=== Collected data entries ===
[Start of Attachment]
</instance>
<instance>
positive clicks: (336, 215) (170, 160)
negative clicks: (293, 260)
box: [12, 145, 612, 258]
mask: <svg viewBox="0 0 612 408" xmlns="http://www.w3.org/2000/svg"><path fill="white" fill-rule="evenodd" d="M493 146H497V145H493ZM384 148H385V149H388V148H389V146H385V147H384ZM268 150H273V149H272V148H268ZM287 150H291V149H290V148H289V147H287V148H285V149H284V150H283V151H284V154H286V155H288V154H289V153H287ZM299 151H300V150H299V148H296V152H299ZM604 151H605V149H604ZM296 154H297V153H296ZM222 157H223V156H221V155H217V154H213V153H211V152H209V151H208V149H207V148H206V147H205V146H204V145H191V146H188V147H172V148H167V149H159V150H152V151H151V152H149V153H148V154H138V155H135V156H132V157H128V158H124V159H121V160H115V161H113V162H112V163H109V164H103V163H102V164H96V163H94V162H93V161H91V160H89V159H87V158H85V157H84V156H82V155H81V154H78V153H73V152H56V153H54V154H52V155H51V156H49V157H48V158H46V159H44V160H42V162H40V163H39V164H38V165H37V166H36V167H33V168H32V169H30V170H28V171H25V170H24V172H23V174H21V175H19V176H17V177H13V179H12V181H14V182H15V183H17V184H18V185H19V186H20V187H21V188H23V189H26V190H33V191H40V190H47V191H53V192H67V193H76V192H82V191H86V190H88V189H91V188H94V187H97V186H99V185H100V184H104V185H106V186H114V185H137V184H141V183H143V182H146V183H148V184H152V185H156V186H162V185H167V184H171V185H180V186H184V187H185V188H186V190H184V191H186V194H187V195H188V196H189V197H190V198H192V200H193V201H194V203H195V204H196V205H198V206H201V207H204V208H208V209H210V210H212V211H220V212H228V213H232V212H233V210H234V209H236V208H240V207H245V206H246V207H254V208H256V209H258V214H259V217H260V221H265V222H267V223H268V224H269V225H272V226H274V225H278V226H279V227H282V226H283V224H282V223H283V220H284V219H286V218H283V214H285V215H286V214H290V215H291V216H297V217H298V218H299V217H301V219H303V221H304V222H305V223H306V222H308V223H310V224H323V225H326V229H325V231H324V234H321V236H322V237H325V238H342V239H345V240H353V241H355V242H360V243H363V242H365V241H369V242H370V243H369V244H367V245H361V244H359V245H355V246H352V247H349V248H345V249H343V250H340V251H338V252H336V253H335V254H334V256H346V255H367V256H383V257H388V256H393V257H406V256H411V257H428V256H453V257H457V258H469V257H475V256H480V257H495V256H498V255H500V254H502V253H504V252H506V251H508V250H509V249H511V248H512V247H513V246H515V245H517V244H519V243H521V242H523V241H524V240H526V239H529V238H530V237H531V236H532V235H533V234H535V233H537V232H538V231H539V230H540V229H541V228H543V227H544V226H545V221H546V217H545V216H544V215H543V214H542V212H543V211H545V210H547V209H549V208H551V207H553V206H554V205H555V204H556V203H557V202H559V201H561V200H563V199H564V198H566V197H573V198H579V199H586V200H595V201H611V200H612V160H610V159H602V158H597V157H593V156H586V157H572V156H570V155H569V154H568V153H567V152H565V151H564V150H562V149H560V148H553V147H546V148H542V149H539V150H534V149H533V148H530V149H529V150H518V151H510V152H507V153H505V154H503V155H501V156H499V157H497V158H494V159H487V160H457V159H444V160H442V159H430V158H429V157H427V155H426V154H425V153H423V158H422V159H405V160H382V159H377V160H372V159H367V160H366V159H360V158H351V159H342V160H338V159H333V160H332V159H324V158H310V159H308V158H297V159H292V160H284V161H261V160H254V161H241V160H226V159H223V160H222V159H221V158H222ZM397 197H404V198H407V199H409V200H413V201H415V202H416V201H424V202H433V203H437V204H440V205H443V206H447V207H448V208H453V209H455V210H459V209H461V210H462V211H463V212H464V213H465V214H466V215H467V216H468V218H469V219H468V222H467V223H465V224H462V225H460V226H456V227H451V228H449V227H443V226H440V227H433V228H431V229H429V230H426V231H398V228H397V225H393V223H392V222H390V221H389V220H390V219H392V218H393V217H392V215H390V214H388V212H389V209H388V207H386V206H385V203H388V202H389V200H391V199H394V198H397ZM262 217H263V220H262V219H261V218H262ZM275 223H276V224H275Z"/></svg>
[End of Attachment]
Using the records above, copy all lines that include the word "clicks".

=== RESPONSE BELOW ===
positive clicks: (336, 215) (170, 160)
negative clicks: (293, 260)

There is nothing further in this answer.